» **Explore o material**:
a. Transcreva, do texto sobre os avós, o trecho que vai de "- Lilis | Linhas" até "conhecido como Lazinho.".
b. Dê continuidade ao texto sobre os avós a partir da última frase apresentada.

» **Trecho do documento**:
==========
AVÓS ESPECIAIS têm histórias para contar!
- Lilis | Linhas Livres
- 26 de jul. de 2018
- 6 min de leitura
Atualizado: 19 de set. de 2018
Por Helen Souza
Fotos Arquivo Pessoal
Quando eu sinto gratidão perante a vida, sempre penso no privilégio que tive por conviver com meus avós, Diná e Lázaro Correa, meus avós maternos, e Otaviana Francisca e Idalino José de Souza, os avós paternos. Passei a minha infância ao lado deles, compartilhamos a mesma casa no bairro Jardim Simus, em Sorocaba (SP). Na época, meus avós paternos vieram de Minas Gerais e foram morar comigo e meus pais nos fundos da casa do meu avô materno, Lázaro, mais conhecido como Lazinho.

Naquela casa permaneci até os sete anos idade, onde recebi dos três avós os melhores cuidados, carinhos, mimos e proteção. A avó Diná, como morava em São Paulo, tivemos menos contato na minha infância. Porém, ela foi a pessoa que garantiu meu primeiro banho e que auxiliou a minha mãe nos meus primeiros dias de vida. Ela retornou a Sorocaba quando eu era adolescente, atualmente mora perto do bairro onde resido e é a única que continua compartilhando a vida comigo, os demais faleceram.
==========
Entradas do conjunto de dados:

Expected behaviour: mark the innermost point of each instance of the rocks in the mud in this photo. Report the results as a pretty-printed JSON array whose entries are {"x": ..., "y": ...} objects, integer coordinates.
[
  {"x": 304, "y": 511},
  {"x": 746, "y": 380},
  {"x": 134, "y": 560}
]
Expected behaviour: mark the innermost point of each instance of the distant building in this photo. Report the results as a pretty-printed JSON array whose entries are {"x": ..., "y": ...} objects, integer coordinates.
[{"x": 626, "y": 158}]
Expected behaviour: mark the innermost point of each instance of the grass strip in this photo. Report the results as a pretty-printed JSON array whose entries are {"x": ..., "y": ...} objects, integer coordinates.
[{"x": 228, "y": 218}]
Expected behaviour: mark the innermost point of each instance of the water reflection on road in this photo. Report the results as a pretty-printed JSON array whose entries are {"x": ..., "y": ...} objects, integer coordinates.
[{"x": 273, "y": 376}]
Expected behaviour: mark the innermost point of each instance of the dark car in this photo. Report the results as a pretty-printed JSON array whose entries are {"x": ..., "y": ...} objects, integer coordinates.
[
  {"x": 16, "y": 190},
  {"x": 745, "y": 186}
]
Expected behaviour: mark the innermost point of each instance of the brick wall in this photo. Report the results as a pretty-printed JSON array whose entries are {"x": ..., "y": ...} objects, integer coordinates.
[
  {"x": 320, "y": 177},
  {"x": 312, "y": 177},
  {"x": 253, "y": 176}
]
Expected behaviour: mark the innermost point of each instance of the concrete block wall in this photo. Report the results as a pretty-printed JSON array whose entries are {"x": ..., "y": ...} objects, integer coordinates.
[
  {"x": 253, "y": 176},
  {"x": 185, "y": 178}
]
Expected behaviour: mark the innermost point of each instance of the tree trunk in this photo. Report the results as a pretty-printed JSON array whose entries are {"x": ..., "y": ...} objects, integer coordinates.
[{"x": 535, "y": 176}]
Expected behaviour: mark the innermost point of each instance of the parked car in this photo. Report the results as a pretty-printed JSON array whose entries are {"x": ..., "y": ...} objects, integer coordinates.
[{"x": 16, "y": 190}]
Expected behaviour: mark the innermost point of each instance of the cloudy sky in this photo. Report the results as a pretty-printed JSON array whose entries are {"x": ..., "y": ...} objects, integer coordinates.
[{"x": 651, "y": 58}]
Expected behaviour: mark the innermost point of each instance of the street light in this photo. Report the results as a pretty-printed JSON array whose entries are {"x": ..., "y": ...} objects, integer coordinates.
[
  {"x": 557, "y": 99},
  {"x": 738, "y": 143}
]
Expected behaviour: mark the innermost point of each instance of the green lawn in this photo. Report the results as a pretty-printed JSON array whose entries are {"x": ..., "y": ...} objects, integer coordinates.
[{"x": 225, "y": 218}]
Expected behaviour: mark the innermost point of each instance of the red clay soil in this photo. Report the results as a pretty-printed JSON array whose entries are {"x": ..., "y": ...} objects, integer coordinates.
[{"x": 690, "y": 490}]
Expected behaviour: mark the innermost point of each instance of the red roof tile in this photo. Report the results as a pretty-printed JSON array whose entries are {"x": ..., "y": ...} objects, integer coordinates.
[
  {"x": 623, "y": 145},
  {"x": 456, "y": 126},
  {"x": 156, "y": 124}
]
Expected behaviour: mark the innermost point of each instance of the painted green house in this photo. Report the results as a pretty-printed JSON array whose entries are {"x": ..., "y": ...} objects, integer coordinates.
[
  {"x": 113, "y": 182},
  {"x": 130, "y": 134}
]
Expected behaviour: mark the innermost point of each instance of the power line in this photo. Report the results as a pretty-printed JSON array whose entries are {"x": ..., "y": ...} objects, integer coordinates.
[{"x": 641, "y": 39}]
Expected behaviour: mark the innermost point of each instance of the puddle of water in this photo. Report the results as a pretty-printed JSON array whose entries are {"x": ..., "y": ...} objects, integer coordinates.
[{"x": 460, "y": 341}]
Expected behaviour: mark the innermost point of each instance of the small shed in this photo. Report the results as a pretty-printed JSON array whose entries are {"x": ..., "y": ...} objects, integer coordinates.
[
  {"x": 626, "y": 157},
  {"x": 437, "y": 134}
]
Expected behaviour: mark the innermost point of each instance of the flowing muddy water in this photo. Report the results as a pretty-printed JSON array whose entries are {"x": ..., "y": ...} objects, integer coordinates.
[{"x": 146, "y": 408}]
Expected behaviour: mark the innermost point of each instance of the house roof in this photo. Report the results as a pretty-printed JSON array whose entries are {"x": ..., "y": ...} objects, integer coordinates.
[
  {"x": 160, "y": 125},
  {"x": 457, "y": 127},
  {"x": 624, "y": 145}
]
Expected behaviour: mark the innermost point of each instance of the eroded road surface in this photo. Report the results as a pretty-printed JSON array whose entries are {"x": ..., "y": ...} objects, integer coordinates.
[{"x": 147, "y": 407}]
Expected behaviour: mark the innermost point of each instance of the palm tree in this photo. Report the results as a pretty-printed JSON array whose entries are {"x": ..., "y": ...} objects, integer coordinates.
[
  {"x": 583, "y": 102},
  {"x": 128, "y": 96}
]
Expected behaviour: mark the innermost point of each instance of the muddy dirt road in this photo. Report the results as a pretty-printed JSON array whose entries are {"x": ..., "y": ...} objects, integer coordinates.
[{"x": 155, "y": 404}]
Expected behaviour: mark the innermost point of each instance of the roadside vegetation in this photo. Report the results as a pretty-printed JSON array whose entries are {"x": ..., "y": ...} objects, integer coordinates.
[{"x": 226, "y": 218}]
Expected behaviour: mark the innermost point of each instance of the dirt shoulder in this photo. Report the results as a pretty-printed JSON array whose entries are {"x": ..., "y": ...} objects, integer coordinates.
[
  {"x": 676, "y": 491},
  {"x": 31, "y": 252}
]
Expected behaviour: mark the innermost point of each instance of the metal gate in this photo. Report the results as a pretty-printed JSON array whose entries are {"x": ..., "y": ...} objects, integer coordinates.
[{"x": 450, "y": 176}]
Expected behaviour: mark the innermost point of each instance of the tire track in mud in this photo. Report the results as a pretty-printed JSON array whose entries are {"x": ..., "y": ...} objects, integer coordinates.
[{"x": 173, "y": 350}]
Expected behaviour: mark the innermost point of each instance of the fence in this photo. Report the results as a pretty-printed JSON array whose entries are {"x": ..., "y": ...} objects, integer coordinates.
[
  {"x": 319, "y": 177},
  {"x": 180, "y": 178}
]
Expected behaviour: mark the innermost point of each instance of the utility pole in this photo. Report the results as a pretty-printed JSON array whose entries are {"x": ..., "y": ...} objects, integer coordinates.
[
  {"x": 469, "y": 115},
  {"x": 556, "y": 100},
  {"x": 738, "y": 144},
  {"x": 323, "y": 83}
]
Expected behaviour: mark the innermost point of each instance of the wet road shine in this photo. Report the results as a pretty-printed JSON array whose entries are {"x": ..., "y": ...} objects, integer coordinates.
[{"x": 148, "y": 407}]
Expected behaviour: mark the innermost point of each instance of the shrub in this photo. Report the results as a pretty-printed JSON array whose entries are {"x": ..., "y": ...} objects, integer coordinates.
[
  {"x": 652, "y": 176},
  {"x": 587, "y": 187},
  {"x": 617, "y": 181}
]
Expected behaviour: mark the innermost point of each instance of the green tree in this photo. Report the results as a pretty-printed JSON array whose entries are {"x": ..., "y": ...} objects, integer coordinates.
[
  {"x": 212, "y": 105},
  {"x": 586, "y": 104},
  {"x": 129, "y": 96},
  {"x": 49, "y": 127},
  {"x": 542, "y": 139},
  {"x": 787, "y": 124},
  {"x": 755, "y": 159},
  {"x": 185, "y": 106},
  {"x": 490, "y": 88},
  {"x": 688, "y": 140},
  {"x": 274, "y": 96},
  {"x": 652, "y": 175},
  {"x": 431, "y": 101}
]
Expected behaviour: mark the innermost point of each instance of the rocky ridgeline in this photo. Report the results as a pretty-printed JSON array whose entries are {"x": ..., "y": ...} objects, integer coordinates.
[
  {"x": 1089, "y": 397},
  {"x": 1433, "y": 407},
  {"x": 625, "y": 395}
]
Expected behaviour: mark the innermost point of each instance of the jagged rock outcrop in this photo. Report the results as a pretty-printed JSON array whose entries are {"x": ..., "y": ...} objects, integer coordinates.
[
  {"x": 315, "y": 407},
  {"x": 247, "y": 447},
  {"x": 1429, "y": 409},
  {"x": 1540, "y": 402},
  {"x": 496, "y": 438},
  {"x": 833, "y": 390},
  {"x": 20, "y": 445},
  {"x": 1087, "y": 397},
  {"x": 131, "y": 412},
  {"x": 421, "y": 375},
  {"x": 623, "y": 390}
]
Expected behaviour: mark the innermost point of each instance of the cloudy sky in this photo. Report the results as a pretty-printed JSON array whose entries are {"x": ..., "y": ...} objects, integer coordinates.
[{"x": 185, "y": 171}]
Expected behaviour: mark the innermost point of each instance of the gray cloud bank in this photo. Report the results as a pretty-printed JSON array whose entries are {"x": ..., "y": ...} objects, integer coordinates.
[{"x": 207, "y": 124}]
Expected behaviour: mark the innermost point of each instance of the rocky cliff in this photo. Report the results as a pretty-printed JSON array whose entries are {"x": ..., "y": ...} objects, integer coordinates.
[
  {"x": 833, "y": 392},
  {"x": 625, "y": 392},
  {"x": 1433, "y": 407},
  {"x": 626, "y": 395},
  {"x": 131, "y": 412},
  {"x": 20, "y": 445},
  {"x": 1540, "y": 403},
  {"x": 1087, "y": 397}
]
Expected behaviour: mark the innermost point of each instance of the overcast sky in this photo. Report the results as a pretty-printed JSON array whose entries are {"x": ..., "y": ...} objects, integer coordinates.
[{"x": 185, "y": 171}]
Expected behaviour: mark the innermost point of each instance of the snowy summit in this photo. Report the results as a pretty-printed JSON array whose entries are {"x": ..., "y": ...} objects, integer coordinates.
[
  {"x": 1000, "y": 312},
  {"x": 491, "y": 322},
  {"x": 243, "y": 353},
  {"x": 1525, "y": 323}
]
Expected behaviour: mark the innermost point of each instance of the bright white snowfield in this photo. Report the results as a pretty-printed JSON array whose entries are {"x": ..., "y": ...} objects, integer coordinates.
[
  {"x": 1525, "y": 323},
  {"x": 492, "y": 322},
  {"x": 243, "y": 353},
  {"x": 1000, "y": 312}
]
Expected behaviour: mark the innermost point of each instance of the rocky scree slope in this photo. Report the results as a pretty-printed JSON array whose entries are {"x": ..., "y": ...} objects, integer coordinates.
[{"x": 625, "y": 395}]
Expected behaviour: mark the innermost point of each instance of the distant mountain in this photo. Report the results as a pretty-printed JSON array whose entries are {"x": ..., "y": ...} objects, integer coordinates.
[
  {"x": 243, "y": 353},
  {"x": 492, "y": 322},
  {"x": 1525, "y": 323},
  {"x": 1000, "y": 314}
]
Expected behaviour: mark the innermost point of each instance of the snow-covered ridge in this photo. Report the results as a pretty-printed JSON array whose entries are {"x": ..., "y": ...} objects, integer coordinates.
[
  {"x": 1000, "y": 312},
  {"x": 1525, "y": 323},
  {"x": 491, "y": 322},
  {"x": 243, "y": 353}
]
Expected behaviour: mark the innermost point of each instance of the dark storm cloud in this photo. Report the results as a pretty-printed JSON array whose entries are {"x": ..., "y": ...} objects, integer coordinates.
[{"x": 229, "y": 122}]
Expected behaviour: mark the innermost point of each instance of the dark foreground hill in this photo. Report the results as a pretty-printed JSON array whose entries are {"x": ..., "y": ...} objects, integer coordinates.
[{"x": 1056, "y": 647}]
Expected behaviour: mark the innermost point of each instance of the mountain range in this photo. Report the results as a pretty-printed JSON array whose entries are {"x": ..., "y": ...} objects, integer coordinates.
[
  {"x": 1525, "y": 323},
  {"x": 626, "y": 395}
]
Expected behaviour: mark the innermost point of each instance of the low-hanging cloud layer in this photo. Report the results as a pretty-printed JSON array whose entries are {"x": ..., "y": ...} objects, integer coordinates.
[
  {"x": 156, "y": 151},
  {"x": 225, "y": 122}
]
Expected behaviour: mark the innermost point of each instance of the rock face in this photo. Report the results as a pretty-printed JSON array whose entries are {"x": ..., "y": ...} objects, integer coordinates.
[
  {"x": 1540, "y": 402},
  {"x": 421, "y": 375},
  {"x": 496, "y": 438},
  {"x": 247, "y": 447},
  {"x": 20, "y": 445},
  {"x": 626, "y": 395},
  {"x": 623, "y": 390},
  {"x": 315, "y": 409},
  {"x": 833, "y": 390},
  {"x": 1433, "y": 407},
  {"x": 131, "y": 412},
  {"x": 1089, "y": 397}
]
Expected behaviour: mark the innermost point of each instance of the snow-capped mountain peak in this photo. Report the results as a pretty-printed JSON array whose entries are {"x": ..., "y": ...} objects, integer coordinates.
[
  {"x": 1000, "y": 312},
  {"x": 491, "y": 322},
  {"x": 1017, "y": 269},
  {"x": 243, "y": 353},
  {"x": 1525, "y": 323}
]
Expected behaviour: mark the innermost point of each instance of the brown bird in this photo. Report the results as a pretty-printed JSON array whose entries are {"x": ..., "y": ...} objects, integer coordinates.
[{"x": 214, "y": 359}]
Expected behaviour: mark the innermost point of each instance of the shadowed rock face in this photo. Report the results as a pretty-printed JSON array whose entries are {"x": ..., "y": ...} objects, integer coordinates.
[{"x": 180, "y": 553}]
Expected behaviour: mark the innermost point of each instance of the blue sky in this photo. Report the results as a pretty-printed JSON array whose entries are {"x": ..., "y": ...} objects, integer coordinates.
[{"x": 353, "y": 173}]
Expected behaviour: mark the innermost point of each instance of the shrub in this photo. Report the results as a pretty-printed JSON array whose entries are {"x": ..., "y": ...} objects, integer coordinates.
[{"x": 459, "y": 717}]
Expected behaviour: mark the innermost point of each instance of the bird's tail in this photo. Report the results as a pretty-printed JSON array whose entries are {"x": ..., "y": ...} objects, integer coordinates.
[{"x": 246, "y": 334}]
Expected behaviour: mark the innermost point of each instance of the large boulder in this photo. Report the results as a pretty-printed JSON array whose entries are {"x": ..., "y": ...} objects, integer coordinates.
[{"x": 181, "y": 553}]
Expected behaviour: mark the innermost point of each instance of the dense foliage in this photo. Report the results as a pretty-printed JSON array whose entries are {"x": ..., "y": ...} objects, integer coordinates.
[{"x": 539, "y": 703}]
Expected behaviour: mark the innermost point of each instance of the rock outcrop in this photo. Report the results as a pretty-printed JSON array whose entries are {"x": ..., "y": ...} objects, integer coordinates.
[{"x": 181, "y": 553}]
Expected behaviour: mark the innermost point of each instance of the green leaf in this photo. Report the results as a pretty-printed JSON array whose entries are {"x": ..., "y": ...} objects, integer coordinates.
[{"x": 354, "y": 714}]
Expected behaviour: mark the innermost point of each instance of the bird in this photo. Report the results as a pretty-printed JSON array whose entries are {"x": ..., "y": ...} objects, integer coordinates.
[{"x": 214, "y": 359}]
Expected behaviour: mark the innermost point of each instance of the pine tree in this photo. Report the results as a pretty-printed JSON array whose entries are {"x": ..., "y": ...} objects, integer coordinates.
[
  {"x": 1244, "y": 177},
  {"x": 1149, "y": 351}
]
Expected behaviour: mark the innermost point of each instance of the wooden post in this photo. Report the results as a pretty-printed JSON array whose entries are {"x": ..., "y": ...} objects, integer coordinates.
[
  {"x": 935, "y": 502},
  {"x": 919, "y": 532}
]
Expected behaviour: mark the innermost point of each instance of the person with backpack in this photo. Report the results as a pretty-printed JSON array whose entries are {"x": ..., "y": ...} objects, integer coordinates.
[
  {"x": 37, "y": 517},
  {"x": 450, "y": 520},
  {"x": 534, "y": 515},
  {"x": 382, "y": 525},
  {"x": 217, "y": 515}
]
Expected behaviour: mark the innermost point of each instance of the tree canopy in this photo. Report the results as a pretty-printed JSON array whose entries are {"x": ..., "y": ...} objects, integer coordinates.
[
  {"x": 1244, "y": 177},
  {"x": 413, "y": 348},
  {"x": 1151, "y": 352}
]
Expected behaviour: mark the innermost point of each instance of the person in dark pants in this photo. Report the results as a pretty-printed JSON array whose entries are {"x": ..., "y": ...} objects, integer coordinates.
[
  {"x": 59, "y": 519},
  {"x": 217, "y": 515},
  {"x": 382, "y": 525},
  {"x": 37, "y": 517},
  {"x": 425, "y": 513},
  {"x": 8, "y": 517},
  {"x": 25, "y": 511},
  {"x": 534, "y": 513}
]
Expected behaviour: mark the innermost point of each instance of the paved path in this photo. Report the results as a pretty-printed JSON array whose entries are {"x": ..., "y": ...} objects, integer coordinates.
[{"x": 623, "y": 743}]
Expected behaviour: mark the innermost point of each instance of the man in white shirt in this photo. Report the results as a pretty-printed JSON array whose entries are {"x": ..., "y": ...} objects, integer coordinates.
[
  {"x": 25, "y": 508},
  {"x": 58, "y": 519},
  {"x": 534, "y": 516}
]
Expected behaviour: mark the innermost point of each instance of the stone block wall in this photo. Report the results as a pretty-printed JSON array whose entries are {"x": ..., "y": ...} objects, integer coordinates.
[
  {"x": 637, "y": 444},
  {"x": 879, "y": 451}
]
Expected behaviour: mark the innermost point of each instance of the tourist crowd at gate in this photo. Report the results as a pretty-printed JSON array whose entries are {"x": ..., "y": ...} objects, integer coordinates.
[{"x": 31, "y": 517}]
==========
» **Respostas**:
a.
- Lilis | Linhas Livres
- 26 de jul. de 2018
- 6 min de leitura
Atualizado: 19 de set. de 2018
Por Helen Souza
Fotos Arquivo Pessoal
Quando eu sinto gratidão perante a vida, sempre penso no privilégio que tive por conviver com meus avós, Diná e Lázaro Correa, meus avós maternos, e Otaviana Francisca e Idalino José de Souza, os avós paternos. Passei a minha infância ao lado deles, compartilhamos a mesma casa no bairro Jardim Simus, em Sorocaba (SP). Na época, meus avós paternos vieram de Minas Gerais e foram morar comigo e meus pais nos fundos da casa do meu avô materno, Lázaro, mais conhecido como Lazinho.

b.
(Fotos: 1. Helen, à esquerda, com o avô Lazinho e a irmã Jéssica; 2. Dona Diná; 3. Dona Otaviana e seu Idalino)
Eu admiro todos, os quatros são meus amados, mas sinto muitas saudades dos avós que já partiram, eles foram as melhores pessoas que conheci e convivi por toda minha vida. Logo que mudamos para a atual casa dos meus pais, meus avós paternos continuaram morando conosco. Eles acompanharam minha infância, adolescência e juventude, e depois de adulta eu os acompanhei durante o processo de envelhecimento e as dificuldades que surgiram relacionadas à saúde até a última despedida.
Minha avó Otaviana faleceu em outubro de 2014 e meu avô Idalino em janeiro de 2017. Ainda é muito recente a partida dele, minha casa ainda carrega o cheiro do meu avô, a lembrança da sua imagem permanece em todos os cantos, assim como é muito real a recordação da sua voz que me abençoava todos os dias ao sair para o trabalho e ao retornar para a casa. O meu velhinho faz muita falta e foi com ele que compartilhei quase 30 anos da minha vida. É sobre ele que aqui registro a minha admiração.
Idalino, o avô
Meu avô Idalino José de Souza nasceu no dia 16 de fevereiro de 1928, em Brotas de Macaúbas, no sertão da Bahia. Filho de José Crispim de Souza e Ana Bispo de Oliveira, ele deixou a Bahia na infância para trabalhar e buscar o próprio sustento na Capital de São Paulo, onde se tornou pedreiro. Em 1959, em Bocaiúva, Minas Gerais, ele se casou com Otaviana Francisca de Souza, doméstica e mineira, com quem teve os cinco filhos, quatro homens e uma mulher.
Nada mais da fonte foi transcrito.